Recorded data
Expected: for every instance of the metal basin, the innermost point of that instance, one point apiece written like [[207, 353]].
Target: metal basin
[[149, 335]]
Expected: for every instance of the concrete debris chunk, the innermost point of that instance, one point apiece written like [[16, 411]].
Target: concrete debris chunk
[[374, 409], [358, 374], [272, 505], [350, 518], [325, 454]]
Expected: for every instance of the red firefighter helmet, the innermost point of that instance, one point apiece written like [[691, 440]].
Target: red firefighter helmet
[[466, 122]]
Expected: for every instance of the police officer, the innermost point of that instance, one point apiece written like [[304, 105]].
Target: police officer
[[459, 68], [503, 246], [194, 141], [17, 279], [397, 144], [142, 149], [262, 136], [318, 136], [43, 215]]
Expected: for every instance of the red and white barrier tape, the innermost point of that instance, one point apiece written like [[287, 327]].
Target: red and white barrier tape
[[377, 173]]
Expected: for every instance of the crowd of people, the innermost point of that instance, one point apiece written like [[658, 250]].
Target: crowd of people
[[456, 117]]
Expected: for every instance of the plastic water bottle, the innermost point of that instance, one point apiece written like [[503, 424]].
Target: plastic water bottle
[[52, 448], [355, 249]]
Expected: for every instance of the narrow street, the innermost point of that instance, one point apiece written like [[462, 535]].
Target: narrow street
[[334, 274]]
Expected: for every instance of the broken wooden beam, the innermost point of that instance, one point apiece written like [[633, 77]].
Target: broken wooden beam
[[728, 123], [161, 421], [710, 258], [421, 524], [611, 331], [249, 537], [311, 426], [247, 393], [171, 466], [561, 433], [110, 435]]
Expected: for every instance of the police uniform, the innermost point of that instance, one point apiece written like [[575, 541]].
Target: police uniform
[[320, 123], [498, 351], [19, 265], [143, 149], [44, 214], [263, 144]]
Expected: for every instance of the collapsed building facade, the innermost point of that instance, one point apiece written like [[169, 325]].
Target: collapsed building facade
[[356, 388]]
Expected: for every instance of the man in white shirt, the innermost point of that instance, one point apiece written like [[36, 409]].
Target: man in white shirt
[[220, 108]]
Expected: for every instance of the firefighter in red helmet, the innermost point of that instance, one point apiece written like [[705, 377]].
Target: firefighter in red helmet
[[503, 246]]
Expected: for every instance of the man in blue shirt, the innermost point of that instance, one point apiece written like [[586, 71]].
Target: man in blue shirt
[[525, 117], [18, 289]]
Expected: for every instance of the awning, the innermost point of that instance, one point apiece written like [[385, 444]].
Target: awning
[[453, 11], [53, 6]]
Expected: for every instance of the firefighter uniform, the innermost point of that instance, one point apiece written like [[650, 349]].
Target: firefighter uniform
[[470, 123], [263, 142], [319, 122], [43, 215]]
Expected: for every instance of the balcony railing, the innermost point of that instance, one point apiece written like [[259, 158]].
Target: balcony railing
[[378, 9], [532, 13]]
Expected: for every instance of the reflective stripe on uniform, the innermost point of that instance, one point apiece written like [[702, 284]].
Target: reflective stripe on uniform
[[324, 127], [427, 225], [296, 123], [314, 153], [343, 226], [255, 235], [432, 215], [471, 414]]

*EXERCISE DESCRIPTION*
If a line comes after the one that contains "Expected: for every instance of the concrete", leave it out; return every line of the entries up to that point exactly, starting with the first, with that line included.

*ANSWER SECTION*
Expected: for every instance of the metal basin, the innermost point of that instance, one point apiece written like [[207, 353]].
Target: metal basin
[[149, 335]]
Expected: for every instance of the concrete debris chunk, the innermost point of that instance, one point apiece written like [[16, 411]].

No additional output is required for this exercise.